Stated goal
In the book review below, list every person named after the word "By" in the book details at the top.

Source passage

![]() Vagaries of LifeG.J.V. Prasad CIVIL LINES 6: NEW WRITING FROM INDIA By Mukul Kesavan, Kai Friese, and Achal Prabhala Harper Collins, New Delhi, 2011, pp. 248, Rs. 350.00 VOLUME XXXVII NUMBER 1 JANUARY 2013 This issue of Civil Lines appeared a decade after the previous issue, and this review a year after that. If, as the editorial claims, the issue contains ‘work that has been written for ever’, the two delays matter little. A little creative re-reading of the editorial claim would let us think that there is nothing new about what exists between the covers of this issue but thankfully such an interpretation is belied almost immediately.
Civil Lines is an urbane journal, one that calls for lazy evenings and long drinks—it is a miscellany for the gentle folks who think reading is a worthy pastime, one that takes them to different worlds and to a heightened sense of awareness, and also one that is a game of language, where you wait for a few pages to utter ‘Well said’. It is akin to watching a game of cricket played by the rules by well-spoken fellows who politely applaud each other. It has no settled batting order though, you turn pages till you find something that seems interesting and the innings begins.

Recorded information
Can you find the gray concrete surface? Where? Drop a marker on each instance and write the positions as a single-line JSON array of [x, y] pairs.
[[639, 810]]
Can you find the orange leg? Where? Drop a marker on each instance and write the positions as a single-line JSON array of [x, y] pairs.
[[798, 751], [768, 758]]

Output of the task
Mukul Kesavan, Kai Friese, Achal Prabhala